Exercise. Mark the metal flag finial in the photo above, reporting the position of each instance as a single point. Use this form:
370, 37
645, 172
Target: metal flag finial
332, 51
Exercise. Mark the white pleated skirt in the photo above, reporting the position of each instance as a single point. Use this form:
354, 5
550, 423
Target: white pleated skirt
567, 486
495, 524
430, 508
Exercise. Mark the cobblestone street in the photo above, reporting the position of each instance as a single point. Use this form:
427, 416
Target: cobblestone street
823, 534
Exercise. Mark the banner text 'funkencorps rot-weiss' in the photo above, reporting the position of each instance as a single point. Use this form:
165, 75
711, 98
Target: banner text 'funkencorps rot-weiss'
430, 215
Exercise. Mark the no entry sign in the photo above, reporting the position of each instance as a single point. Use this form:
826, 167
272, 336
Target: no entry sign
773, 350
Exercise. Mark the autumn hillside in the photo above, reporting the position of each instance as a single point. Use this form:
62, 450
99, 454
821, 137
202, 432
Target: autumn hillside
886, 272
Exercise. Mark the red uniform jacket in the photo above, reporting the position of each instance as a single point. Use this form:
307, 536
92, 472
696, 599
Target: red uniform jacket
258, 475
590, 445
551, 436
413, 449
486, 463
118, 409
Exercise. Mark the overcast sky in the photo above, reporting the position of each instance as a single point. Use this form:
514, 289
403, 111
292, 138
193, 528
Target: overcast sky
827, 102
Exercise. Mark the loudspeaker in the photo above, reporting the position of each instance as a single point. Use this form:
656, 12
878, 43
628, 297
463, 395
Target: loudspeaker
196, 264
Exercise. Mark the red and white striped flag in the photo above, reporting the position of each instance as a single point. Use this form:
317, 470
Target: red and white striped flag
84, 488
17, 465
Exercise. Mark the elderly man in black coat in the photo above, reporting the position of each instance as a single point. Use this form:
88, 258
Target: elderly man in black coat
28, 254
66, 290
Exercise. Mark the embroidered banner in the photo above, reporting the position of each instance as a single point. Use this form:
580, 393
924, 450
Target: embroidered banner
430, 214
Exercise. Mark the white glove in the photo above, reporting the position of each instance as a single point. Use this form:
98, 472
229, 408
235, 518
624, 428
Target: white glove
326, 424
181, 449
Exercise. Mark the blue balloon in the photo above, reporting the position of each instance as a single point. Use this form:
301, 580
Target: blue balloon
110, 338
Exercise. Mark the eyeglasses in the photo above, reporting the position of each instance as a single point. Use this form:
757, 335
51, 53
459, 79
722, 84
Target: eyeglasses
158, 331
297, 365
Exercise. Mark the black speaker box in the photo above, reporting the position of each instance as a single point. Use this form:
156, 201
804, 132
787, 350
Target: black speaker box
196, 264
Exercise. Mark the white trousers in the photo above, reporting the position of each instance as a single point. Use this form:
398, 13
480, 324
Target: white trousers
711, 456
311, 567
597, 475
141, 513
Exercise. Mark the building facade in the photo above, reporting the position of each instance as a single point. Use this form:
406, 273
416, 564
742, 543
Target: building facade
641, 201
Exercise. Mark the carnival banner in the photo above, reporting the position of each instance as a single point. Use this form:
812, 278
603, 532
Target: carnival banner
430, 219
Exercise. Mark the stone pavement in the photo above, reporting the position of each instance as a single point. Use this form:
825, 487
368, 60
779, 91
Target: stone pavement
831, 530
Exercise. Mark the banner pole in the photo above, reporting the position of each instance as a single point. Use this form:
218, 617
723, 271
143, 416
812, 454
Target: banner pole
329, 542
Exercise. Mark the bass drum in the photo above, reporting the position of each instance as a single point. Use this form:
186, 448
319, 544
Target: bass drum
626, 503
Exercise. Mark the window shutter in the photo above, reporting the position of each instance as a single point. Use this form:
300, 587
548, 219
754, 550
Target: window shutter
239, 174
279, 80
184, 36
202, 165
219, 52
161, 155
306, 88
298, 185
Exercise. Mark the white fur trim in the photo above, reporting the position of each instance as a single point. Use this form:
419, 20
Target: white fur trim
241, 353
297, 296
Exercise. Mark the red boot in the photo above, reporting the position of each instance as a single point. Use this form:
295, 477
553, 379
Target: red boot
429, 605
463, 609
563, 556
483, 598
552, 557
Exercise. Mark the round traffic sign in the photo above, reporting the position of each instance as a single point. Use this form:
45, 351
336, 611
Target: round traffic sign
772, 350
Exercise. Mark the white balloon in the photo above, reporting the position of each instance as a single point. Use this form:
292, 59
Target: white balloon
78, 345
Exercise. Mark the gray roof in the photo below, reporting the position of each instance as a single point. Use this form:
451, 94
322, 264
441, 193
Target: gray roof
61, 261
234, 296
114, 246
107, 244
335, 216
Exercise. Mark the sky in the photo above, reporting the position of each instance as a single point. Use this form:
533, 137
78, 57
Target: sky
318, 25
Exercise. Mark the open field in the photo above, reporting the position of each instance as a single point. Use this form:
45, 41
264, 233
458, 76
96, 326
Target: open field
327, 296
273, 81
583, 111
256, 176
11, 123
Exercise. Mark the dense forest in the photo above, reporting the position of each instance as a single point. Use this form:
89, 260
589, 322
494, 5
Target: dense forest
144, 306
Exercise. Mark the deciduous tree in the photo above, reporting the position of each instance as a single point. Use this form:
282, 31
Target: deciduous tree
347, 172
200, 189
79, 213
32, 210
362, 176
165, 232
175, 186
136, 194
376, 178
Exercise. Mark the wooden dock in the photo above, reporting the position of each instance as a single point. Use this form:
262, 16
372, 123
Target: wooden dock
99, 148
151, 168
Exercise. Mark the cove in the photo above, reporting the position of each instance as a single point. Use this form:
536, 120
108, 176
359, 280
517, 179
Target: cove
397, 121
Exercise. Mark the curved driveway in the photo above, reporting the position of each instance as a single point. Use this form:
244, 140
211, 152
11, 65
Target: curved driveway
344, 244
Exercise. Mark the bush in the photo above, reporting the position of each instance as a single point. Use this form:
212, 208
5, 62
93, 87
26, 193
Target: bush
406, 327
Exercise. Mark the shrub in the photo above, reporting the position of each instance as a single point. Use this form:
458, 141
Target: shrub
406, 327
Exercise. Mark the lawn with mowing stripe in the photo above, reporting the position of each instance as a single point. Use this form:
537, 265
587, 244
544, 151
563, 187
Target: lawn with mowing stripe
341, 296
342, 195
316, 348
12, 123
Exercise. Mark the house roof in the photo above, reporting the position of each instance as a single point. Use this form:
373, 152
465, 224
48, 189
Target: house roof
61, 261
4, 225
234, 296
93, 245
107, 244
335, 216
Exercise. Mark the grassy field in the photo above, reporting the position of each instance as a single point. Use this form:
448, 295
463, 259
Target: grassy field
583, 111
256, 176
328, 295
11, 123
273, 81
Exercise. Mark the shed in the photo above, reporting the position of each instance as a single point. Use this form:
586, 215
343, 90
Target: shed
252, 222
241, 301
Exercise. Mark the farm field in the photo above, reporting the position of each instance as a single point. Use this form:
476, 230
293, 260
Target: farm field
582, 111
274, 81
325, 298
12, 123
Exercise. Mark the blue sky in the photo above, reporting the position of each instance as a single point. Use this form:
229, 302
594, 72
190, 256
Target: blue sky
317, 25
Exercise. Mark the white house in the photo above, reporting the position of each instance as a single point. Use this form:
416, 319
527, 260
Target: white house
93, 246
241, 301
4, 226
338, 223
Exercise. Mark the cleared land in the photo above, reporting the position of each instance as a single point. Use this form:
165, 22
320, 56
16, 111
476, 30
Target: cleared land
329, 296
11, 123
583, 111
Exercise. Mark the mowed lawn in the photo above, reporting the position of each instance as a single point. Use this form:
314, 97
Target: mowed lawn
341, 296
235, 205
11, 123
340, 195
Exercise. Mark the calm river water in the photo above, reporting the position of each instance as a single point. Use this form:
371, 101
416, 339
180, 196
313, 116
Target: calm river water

What you are asked to do: Give back each line above precisely as it stands.

Result for this task:
Exercise. Mark the metal flag finial in the photo above, reporting the position of each instance as a single point. Use this form:
370, 37
645, 172
Target: metal flag finial
332, 51
Exercise. Mark the white pleated skirt in the photo above, reporting the position of each instance as a single point. Use this form:
354, 5
550, 423
Target: white pleated skirt
567, 486
495, 524
430, 508
Exercise. Mark the cobblestone street in the photo above, reporting the position of each instance as a single point. Use this form:
427, 416
Target: cobblestone street
823, 534
Exercise. Mark the banner text 'funkencorps rot-weiss' in the photo above, reporting the position of each instance as a single point. Use this form:
165, 75
711, 98
Target: banner text 'funkencorps rot-weiss'
430, 215
Exercise. Mark the no entry sign in the photo above, reporting the position of each instance as a single point. Use this form:
826, 167
272, 336
Target: no entry sign
773, 350
Exercise. Mark the autumn hillside in the photo above, reporting the position of each instance as a single point. Use this form:
62, 450
99, 454
821, 137
202, 432
Target: autumn hillside
886, 272
Exercise. Mark the red uniform jacket in the photo above, reporting the position of each instance as a single point. Use this form:
307, 536
92, 472
696, 599
Target: red uniform jacket
258, 475
590, 445
551, 436
413, 449
486, 463
118, 409
Exercise. Mark the overcast sky in the photo above, reporting the position of each instance as a single point. Use this form:
514, 289
403, 111
292, 138
193, 528
Target: overcast sky
827, 102
Exercise. Mark the loudspeaker in the photo above, reporting the position of each instance as a single point. Use this form:
656, 12
878, 43
628, 297
463, 395
Target: loudspeaker
196, 264
Exercise. Mark the red and white striped flag in the photo above, reporting the position of each instance as a single point. Use this form:
317, 470
Target: red and white striped flag
84, 488
17, 465
Exercise. Mark the elderly man in black coat in the photo above, reporting the position of each instance as a single point. Use this form:
88, 258
Target: elderly man in black coat
28, 254
66, 290
Exercise. Mark the embroidered banner in the photo above, reporting the position of each instance as a single point. Use this form:
580, 393
924, 450
Target: embroidered banner
430, 214
Exercise. Mark the white glove in the photo above, reporting the position of each instance as a single point. Use this form:
98, 472
229, 408
235, 518
624, 428
Target: white glove
326, 424
181, 449
Exercise. Mark the blue balloon in the photo above, reporting the position of each instance as a single point. Use this form:
301, 580
Target: blue balloon
110, 338
Exercise. Mark the eyeglasses in the photo above, reporting the position of each instance as a single point. Use this form:
757, 335
51, 53
459, 79
722, 84
Target: eyeglasses
158, 331
297, 365
Exercise. Mark the black speaker box in the photo above, reporting the position of each instance as a single point. Use this form:
156, 201
804, 132
787, 350
Target: black speaker box
196, 264
Exercise. Mark the white trousers in the photo above, reporting the position of each instance as a single point. Use this form:
398, 13
480, 324
Target: white trousers
711, 456
311, 567
597, 475
141, 513
Exercise. Mark the building facade in the photo above, reporting the position of each instance as a single point. Use this form:
406, 273
416, 564
742, 543
Target: building facade
641, 201
Exercise. Mark the carnival banner in the photo above, reporting the position of each instance as a single point. Use this form:
812, 278
603, 532
Target: carnival banner
430, 219
Exercise. Mark the stone pavement in the photo above, reporting the position of each instance as a single point. Use this form:
825, 487
368, 60
779, 91
Target: stone pavement
831, 530
Exercise. Mark the banner pole in the photo above, reporting the position of each instance as a single point. Use this form:
218, 617
723, 271
143, 416
812, 454
Target: banner pole
329, 542
Exercise. Mark the bass drum in the photo above, reporting the position of each instance as a single point. Use this form:
186, 448
319, 544
Target: bass drum
626, 503
Exercise. Mark the window shutter in the photo above, reporting the position of each instance as a single point. Use this form:
300, 587
548, 219
754, 550
Target: window shutter
239, 174
279, 80
184, 36
202, 165
219, 52
161, 155
306, 88
298, 185
Exercise. Mark the white fur trim in the photo above, reporting the position of each instance as a single point. Use this form:
419, 20
Target: white fur trim
241, 353
297, 296
Exercise. Mark the red boot in the photo above, reporting the position of each instance as a single point. Use this form:
295, 477
553, 379
Target: red boot
429, 605
463, 609
563, 556
483, 598
552, 557
Exercise. Mark the round traffic sign in the photo above, reporting the position of each instance as a single point. Use this form:
45, 351
336, 611
Target: round traffic sign
772, 350
Exercise. Mark the white balloon in the photo above, reporting the position of each instance as a single point. Use this form:
292, 59
Target: white balloon
78, 345
Exercise. Mark the gray roof in the photo below, reporting the position of each instance as a single point. Use this form:
451, 94
322, 264
441, 193
Target: gray roof
61, 261
234, 296
114, 246
107, 244
335, 216
Exercise. Mark the sky in the photo above, reporting the position of each instance as a single point. Use this form:
533, 137
78, 57
Target: sky
318, 25
Exercise. Mark the open field in the photo above, reporting the position of each instance as a single point. Use this form:
45, 41
264, 233
458, 76
96, 326
Target: open field
327, 296
273, 81
583, 111
256, 176
11, 123
Exercise. Mark the dense forest in the photo above, reporting the position of each instance as a single point. Use this form:
89, 260
589, 322
494, 5
Target: dense forest
144, 306
Exercise. Mark the deciduous tree in the photo above, reporting the position of each instance as a single point. Use this form:
282, 31
Target: deciduous tree
347, 172
200, 189
79, 213
32, 210
362, 176
165, 232
175, 186
136, 194
376, 178
Exercise. Mark the wooden dock in the photo above, reporting the position of each instance as a single point. Use this form:
262, 16
372, 123
Target: wooden dock
99, 148
151, 168
Exercise. Mark the cove in the photo above, reporting the position of each instance as a single point. Use this form:
536, 120
108, 176
359, 280
517, 179
Target: cove
397, 121
Exercise. Mark the curved driveway in the photo above, reporting the position of each instance as a single point. Use this form:
244, 140
211, 152
11, 65
Target: curved driveway
344, 244
Exercise. Mark the bush in the photo above, reporting the position of each instance as a single point. Use this form:
212, 208
5, 62
93, 87
26, 193
Target: bush
406, 327
Exercise. Mark the shrub in the photo above, reporting the position of each instance as a single point. Use this form:
458, 141
Target: shrub
406, 327
Exercise. Mark the lawn with mowing stripe in the photo above, reporting the position of each instance as a single point. Use this form:
537, 265
587, 244
544, 151
563, 187
Target: lawn with mowing stripe
341, 296
342, 195
316, 348
12, 123
Exercise. Mark the house roof in the photo above, reporting the position of each instance as a single point. Use this form:
373, 152
465, 224
48, 189
Target: house roof
61, 261
4, 225
234, 296
93, 245
107, 244
335, 216
Exercise. Mark the grassy field in the photo above, reporting the position of each instance as a single point. Use this form:
448, 295
463, 259
Target: grassy field
583, 111
256, 176
328, 295
11, 123
273, 81
Exercise. Mark the shed in the photo above, reporting the position of each instance as a single point. Use this form:
586, 215
343, 90
Target: shed
252, 222
241, 301
Exercise. Mark the farm field in the photo above, reporting the position of each instance as a single point. Use this form:
476, 230
293, 260
Target: farm field
582, 111
274, 81
325, 298
12, 123
Exercise. Mark the blue sky in the photo above, reporting the position of each instance as a single point. Use this form:
229, 302
594, 72
190, 256
Target: blue sky
317, 25
Exercise. Mark the white house in the photo above, reporting the position of each instance as a single point. Use this form:
416, 319
527, 260
Target: white house
93, 246
241, 301
4, 226
338, 223
Exercise. Mark the cleared land in the photo above, reporting the position of each instance as a single point. Use this form:
165, 22
320, 56
16, 111
476, 30
Target: cleared land
329, 296
11, 123
583, 111
Exercise. Mark the mowed lawn in the photo above, reporting the position of each instance as a single point. Use this form:
314, 97
Target: mowed lawn
341, 296
235, 205
11, 123
340, 195
Exercise. Mark the calm river water in the photo above, reporting the position of each instance as a single point. Use this form:
371, 101
416, 339
180, 196
313, 116
Target: calm river water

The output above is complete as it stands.